>> Begin DATASET RECORDS

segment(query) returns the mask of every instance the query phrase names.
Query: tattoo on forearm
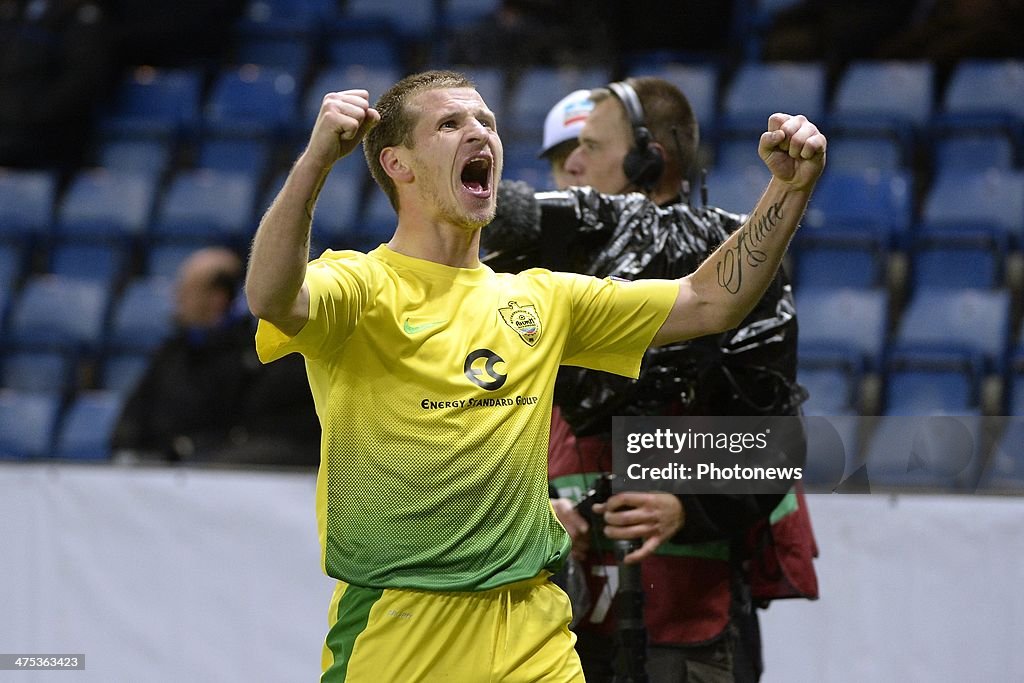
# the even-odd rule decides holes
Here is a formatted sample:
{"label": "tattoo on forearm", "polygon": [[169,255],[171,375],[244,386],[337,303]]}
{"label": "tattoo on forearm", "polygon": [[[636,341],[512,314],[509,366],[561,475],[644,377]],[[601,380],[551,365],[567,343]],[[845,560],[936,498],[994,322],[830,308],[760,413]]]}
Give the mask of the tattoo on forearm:
{"label": "tattoo on forearm", "polygon": [[743,285],[743,264],[756,268],[768,260],[768,254],[759,249],[765,238],[782,220],[782,202],[768,207],[764,215],[754,214],[739,228],[736,242],[729,249],[722,250],[715,271],[719,286],[729,294],[735,294]]}

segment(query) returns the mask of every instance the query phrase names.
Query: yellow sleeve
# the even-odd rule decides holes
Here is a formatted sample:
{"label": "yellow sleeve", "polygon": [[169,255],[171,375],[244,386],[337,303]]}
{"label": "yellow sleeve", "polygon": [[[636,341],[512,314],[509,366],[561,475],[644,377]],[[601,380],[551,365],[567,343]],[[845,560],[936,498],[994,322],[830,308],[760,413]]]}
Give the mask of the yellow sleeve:
{"label": "yellow sleeve", "polygon": [[573,278],[571,331],[562,364],[636,378],[679,295],[674,280]]}
{"label": "yellow sleeve", "polygon": [[325,252],[306,267],[309,319],[294,337],[260,321],[256,353],[270,362],[289,353],[316,359],[339,348],[358,324],[371,302],[373,266],[358,252]]}

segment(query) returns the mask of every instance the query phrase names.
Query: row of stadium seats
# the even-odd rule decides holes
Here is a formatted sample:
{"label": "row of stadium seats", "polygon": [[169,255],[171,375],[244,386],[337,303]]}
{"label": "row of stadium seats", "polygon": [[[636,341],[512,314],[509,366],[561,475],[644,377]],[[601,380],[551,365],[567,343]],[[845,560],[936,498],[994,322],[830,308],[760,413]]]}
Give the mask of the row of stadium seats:
{"label": "row of stadium seats", "polygon": [[[154,145],[104,146],[101,161],[110,165],[82,169],[63,189],[51,172],[0,169],[0,242],[242,244],[284,181],[282,171],[266,179],[255,172],[259,159],[270,154],[256,141],[211,142],[201,148],[198,166],[164,177],[158,173],[167,169],[168,153]],[[545,187],[547,169],[532,159],[534,152],[517,156],[512,148],[506,177]],[[754,206],[767,179],[763,165],[717,165],[708,173],[707,195],[716,206],[743,211]],[[326,240],[360,241],[389,231],[392,212],[371,188],[361,157],[337,164],[328,182],[331,191],[324,198],[331,206],[318,221]],[[801,239],[860,241],[881,250],[947,244],[1006,252],[1024,246],[1024,171],[950,164],[920,193],[918,187],[910,170],[830,168],[815,191]]]}
{"label": "row of stadium seats", "polygon": [[[162,255],[165,265],[156,272],[163,274],[134,276],[120,289],[69,272],[34,274],[19,289],[0,285],[0,354],[19,359],[4,366],[0,386],[67,393],[129,387],[130,376],[106,376],[112,369],[104,362],[144,357],[169,334],[170,264],[185,253]],[[796,299],[802,378],[818,385],[811,392],[813,412],[1024,414],[1018,377],[1024,373],[1024,324],[1013,328],[1008,289],[923,287],[898,312],[882,288],[798,287]],[[101,372],[81,372],[80,366],[97,362]],[[959,388],[937,382],[918,392],[891,381],[916,372],[949,377]],[[887,384],[871,401],[874,410],[865,411],[858,396],[867,376]],[[827,388],[840,385],[841,391]]]}
{"label": "row of stadium seats", "polygon": [[[304,136],[326,92],[364,87],[372,97],[403,73],[400,62],[316,59],[295,69],[257,55],[201,69],[140,67],[126,75],[102,112],[108,135]],[[382,61],[385,61],[382,63]],[[367,63],[369,62],[369,63]],[[578,88],[607,83],[609,69],[530,67],[506,74],[497,67],[456,65],[477,83],[510,140],[536,139],[553,102]],[[765,112],[799,112],[831,132],[870,133],[896,140],[909,154],[925,135],[984,130],[1020,155],[1024,140],[1024,61],[965,60],[939,88],[926,61],[854,61],[830,87],[819,62],[743,62],[734,71],[713,63],[643,65],[628,75],[659,76],[690,100],[706,137],[748,135]]]}

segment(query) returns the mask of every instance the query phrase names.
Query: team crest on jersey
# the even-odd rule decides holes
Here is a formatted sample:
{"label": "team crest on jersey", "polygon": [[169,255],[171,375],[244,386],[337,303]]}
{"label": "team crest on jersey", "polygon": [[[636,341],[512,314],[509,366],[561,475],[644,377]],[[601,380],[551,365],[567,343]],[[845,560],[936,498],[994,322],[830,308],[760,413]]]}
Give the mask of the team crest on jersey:
{"label": "team crest on jersey", "polygon": [[515,301],[509,301],[508,308],[499,308],[505,325],[515,330],[519,338],[530,346],[536,346],[541,339],[541,316],[537,307],[529,303],[520,306]]}

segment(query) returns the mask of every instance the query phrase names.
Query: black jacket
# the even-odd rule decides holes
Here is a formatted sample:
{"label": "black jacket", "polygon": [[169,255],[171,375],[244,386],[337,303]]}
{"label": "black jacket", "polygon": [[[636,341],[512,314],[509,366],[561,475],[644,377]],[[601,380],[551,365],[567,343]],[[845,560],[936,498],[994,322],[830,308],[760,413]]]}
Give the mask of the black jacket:
{"label": "black jacket", "polygon": [[[589,187],[535,193],[505,181],[481,246],[484,261],[497,270],[675,279],[695,270],[743,220],[682,202],[658,207],[639,194],[609,196]],[[609,438],[612,416],[798,415],[806,392],[796,379],[797,332],[793,290],[779,269],[734,330],[648,350],[637,380],[564,367],[555,401],[578,436]],[[684,497],[687,524],[675,540],[736,538],[780,498]]]}

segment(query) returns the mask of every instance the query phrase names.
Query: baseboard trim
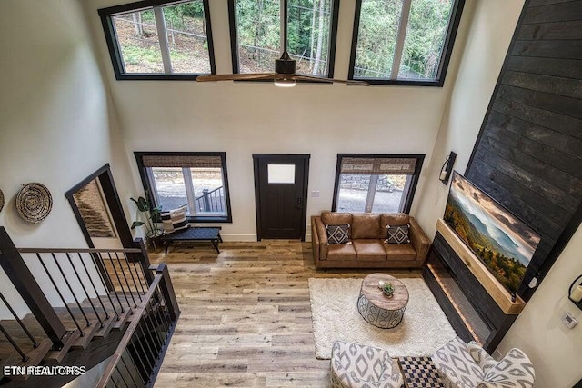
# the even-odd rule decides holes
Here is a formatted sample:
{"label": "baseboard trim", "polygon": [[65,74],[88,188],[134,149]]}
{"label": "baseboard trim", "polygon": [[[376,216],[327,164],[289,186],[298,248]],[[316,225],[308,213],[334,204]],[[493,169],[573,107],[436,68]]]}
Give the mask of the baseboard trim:
{"label": "baseboard trim", "polygon": [[256,234],[220,234],[223,241],[241,241],[241,242],[256,242]]}

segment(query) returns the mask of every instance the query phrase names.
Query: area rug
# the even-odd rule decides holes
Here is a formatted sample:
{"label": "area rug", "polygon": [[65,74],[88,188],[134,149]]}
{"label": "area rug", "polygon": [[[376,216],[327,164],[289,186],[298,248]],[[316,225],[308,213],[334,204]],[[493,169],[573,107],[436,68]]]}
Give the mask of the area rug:
{"label": "area rug", "polygon": [[408,289],[404,319],[393,329],[379,329],[357,312],[362,279],[309,279],[316,357],[330,359],[335,341],[386,349],[391,357],[428,356],[455,338],[445,313],[423,279],[399,279]]}

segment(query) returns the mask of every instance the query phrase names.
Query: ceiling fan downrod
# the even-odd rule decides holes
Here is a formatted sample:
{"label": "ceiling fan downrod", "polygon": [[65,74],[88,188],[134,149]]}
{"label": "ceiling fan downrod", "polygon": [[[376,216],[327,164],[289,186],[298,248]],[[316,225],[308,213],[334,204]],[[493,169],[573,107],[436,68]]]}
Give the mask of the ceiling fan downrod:
{"label": "ceiling fan downrod", "polygon": [[[283,53],[279,59],[275,60],[275,72],[278,75],[282,75],[283,77],[276,79],[275,85],[276,86],[295,86],[295,79],[292,77],[295,75],[296,61],[291,59],[289,53],[287,52],[287,0],[281,0],[281,25],[283,27]],[[289,75],[288,77],[285,76]]]}

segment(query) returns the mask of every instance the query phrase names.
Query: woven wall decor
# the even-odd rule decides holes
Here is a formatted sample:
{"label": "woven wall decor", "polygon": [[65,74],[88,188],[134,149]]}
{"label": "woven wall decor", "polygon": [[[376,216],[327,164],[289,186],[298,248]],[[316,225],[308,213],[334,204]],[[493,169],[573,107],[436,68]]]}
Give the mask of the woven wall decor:
{"label": "woven wall decor", "polygon": [[40,223],[51,213],[52,208],[53,197],[44,184],[25,184],[16,194],[18,214],[29,223]]}

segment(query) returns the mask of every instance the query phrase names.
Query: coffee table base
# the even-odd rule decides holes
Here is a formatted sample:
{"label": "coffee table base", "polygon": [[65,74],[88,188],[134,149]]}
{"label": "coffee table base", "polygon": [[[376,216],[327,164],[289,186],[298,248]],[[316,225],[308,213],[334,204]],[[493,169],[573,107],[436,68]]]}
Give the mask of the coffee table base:
{"label": "coffee table base", "polygon": [[380,329],[392,329],[400,324],[406,306],[398,310],[384,310],[372,304],[363,294],[357,298],[357,312],[362,318]]}

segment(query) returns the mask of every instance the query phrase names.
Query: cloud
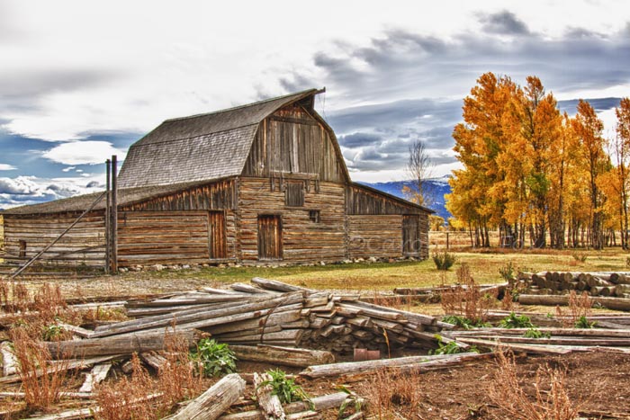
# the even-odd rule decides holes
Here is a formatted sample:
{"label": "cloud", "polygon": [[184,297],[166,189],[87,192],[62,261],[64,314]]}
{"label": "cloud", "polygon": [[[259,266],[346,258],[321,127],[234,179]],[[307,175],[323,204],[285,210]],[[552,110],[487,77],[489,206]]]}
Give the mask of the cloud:
{"label": "cloud", "polygon": [[482,14],[480,21],[487,32],[506,35],[528,35],[527,25],[516,14],[507,10],[491,14]]}
{"label": "cloud", "polygon": [[109,141],[70,141],[62,143],[43,153],[43,156],[63,165],[104,164],[112,155],[122,161],[125,151],[112,147]]}
{"label": "cloud", "polygon": [[45,202],[99,189],[101,185],[98,181],[94,180],[86,184],[85,178],[0,178],[0,208]]}

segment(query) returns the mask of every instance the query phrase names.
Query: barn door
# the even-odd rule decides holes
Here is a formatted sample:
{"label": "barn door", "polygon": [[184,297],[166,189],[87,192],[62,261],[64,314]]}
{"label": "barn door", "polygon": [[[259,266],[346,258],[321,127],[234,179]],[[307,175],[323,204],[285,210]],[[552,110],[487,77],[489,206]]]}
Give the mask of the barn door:
{"label": "barn door", "polygon": [[283,257],[283,227],[280,216],[258,216],[258,259],[280,260]]}
{"label": "barn door", "polygon": [[225,236],[225,213],[222,211],[209,212],[208,250],[211,260],[228,257],[228,246]]}
{"label": "barn door", "polygon": [[418,255],[420,253],[419,220],[417,215],[402,216],[402,255]]}

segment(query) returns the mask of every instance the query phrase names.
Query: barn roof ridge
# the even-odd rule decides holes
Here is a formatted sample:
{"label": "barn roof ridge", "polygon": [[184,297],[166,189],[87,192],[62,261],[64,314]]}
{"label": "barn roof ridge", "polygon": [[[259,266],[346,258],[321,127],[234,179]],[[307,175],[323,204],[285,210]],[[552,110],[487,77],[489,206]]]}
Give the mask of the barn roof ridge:
{"label": "barn roof ridge", "polygon": [[[193,115],[186,115],[184,117],[169,118],[167,120],[165,120],[163,122],[171,122],[171,121],[178,121],[188,120],[188,119],[193,119],[193,118],[207,117],[210,115],[219,114],[221,112],[231,112],[238,111],[238,110],[240,110],[243,108],[248,108],[248,107],[256,106],[256,105],[261,105],[263,103],[270,103],[273,101],[277,101],[280,99],[288,98],[290,96],[297,96],[297,95],[306,94],[310,94],[311,92],[313,93],[313,94],[322,94],[322,93],[326,92],[326,88],[324,87],[322,89],[317,89],[317,88],[311,87],[310,89],[305,89],[303,91],[294,92],[292,94],[283,94],[281,96],[274,96],[271,98],[263,99],[261,101],[256,101],[255,103],[243,103],[242,105],[237,105],[237,106],[232,106],[230,108],[224,108],[222,110],[212,111],[211,112],[201,112],[201,113],[193,114]],[[245,125],[250,125],[250,124],[245,124]]]}

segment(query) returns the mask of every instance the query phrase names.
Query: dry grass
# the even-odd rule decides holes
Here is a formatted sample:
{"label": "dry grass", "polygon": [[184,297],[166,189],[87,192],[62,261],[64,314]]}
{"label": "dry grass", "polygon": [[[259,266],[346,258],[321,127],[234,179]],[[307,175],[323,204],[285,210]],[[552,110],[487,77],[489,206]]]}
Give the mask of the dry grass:
{"label": "dry grass", "polygon": [[10,331],[27,407],[46,411],[55,404],[68,379],[66,366],[49,364],[48,347],[23,328]]}
{"label": "dry grass", "polygon": [[131,358],[131,379],[123,377],[115,382],[96,387],[95,400],[99,409],[94,412],[96,420],[158,420],[166,414],[162,398],[155,404],[150,396],[158,389],[156,380],[142,367],[137,354]]}
{"label": "dry grass", "polygon": [[457,269],[457,279],[458,285],[450,287],[440,294],[440,303],[445,313],[465,317],[473,323],[485,322],[488,312],[496,305],[497,292],[482,293],[467,264],[462,264]]}
{"label": "dry grass", "polygon": [[521,420],[575,420],[580,407],[586,404],[572,400],[565,384],[564,371],[541,366],[527,392],[517,374],[514,354],[497,352],[497,370],[489,388],[490,401],[510,418]]}
{"label": "dry grass", "polygon": [[416,411],[423,401],[421,376],[379,371],[364,381],[357,394],[367,401],[369,418],[418,418]]}
{"label": "dry grass", "polygon": [[587,318],[592,312],[593,300],[586,291],[582,291],[578,296],[575,290],[571,290],[569,294],[569,311],[562,310],[560,307],[555,307],[555,313],[558,319],[564,327],[575,326],[580,318]]}

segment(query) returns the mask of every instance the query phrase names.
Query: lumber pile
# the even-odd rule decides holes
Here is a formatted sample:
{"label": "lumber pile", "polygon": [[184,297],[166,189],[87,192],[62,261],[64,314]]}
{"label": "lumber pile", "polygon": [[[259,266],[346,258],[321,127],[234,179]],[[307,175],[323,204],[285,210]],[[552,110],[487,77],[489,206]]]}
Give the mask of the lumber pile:
{"label": "lumber pile", "polygon": [[148,334],[176,326],[209,333],[221,343],[304,347],[352,353],[356,347],[435,348],[434,335],[452,327],[436,317],[255,278],[229,290],[205,288],[130,302],[134,319],[98,326],[91,339]]}
{"label": "lumber pile", "polygon": [[519,273],[531,295],[563,295],[571,290],[590,296],[630,298],[630,273]]}

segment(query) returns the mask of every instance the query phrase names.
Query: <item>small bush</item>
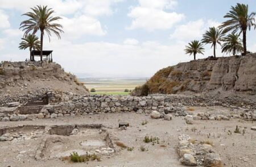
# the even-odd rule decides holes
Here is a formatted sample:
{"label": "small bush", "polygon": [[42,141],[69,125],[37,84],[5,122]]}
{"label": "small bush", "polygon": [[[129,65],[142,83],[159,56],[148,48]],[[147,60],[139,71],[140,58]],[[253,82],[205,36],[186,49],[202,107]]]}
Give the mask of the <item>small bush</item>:
{"label": "small bush", "polygon": [[182,72],[180,70],[174,70],[171,73],[171,75],[173,77],[180,77],[182,75]]}
{"label": "small bush", "polygon": [[92,88],[90,91],[90,92],[96,92],[96,90],[94,88]]}
{"label": "small bush", "polygon": [[142,146],[142,145],[139,147],[139,149],[142,152],[144,152],[144,151],[146,151],[146,148],[144,146]]}
{"label": "small bush", "polygon": [[125,145],[125,144],[122,142],[116,141],[115,143],[117,146],[122,148],[126,148],[127,147],[126,145]]}
{"label": "small bush", "polygon": [[5,75],[5,72],[2,68],[0,68],[0,75]]}
{"label": "small bush", "polygon": [[237,126],[234,132],[236,133],[241,133],[240,130],[238,128],[238,127]]}
{"label": "small bush", "polygon": [[84,159],[78,155],[77,152],[73,152],[70,156],[70,160],[73,162],[84,162]]}
{"label": "small bush", "polygon": [[192,107],[188,107],[187,108],[187,110],[188,111],[195,111],[195,108]]}
{"label": "small bush", "polygon": [[148,136],[146,136],[144,137],[143,141],[146,143],[148,143],[150,142],[154,143],[155,141],[156,141],[158,144],[159,144],[159,138],[156,137],[153,137],[152,136],[151,136],[150,138]]}
{"label": "small bush", "polygon": [[207,144],[210,145],[212,146],[214,145],[213,142],[212,141],[210,141],[210,140],[201,141],[200,144]]}
{"label": "small bush", "polygon": [[127,150],[129,151],[133,151],[133,150],[134,149],[134,147],[127,147]]}
{"label": "small bush", "polygon": [[85,156],[80,156],[77,152],[73,152],[73,154],[71,154],[70,156],[70,160],[73,162],[82,162],[95,160],[100,161],[101,157],[95,154],[92,155],[87,154]]}

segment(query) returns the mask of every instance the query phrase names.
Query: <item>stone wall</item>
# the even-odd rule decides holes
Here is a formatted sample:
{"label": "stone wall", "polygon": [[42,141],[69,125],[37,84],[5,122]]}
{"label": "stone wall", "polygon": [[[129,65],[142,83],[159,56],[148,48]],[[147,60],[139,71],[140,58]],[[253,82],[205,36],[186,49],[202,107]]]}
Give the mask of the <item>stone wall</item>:
{"label": "stone wall", "polygon": [[[232,108],[236,118],[250,120],[255,116],[254,114],[256,111],[253,102],[236,97],[218,100],[213,97],[182,95],[156,94],[147,97],[78,95],[72,93],[60,94],[55,91],[49,91],[46,94],[48,96],[49,102],[47,105],[38,105],[40,104],[38,102],[36,106],[32,106],[32,102],[28,103],[30,105],[15,102],[7,104],[11,107],[0,107],[1,120],[56,118],[101,112],[136,112],[150,114],[152,111],[159,112],[162,118],[168,114],[171,114],[174,116],[186,116],[188,114],[187,107],[191,106],[228,106]],[[197,116],[195,118],[210,119],[212,118],[212,118],[215,118],[207,111],[205,112],[208,113],[206,114],[207,118],[203,119]]]}

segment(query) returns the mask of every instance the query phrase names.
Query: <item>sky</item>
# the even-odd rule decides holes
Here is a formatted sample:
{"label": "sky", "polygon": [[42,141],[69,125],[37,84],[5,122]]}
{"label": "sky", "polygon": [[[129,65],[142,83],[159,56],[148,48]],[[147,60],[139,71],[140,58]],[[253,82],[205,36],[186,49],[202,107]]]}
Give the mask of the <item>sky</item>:
{"label": "sky", "polygon": [[[255,0],[0,0],[0,61],[24,61],[29,51],[19,50],[23,32],[22,14],[36,5],[47,5],[60,16],[61,39],[47,35],[44,50],[53,61],[80,77],[149,77],[158,70],[189,61],[185,46],[201,40],[209,27],[237,3],[256,11]],[[37,35],[39,36],[39,33]],[[256,51],[256,31],[247,32],[247,49]],[[203,59],[213,55],[205,47]],[[217,56],[229,56],[217,48]]]}

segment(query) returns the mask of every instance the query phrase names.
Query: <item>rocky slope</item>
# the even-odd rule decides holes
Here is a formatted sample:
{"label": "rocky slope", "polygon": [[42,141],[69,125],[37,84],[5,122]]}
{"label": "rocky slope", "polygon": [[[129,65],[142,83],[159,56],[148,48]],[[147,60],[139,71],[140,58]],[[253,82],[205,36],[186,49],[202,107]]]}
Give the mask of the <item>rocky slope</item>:
{"label": "rocky slope", "polygon": [[179,63],[158,72],[134,95],[231,90],[256,94],[256,54]]}
{"label": "rocky slope", "polygon": [[[48,62],[0,64],[0,105],[5,101],[32,99],[49,90],[88,94],[83,83],[61,66]],[[21,98],[22,97],[22,98]]]}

>> End DATASET RECORDS

Select every line of the entries above that contains the string "slope" and copy each one out.

Query: <item>rocky slope</item>
{"label": "rocky slope", "polygon": [[42,141],[69,125],[37,84],[5,122]]}
{"label": "rocky slope", "polygon": [[[129,65],[142,83],[159,56],[148,48]],[[147,60],[139,71],[140,58]],[[253,82],[205,36],[186,49],[202,107]]]}
Give the mask of the <item>rocky slope</item>:
{"label": "rocky slope", "polygon": [[179,63],[158,72],[134,95],[231,90],[256,94],[256,54]]}
{"label": "rocky slope", "polygon": [[[48,62],[0,64],[0,105],[5,101],[32,99],[49,90],[88,94],[83,83],[61,66]],[[21,98],[22,97],[22,98]]]}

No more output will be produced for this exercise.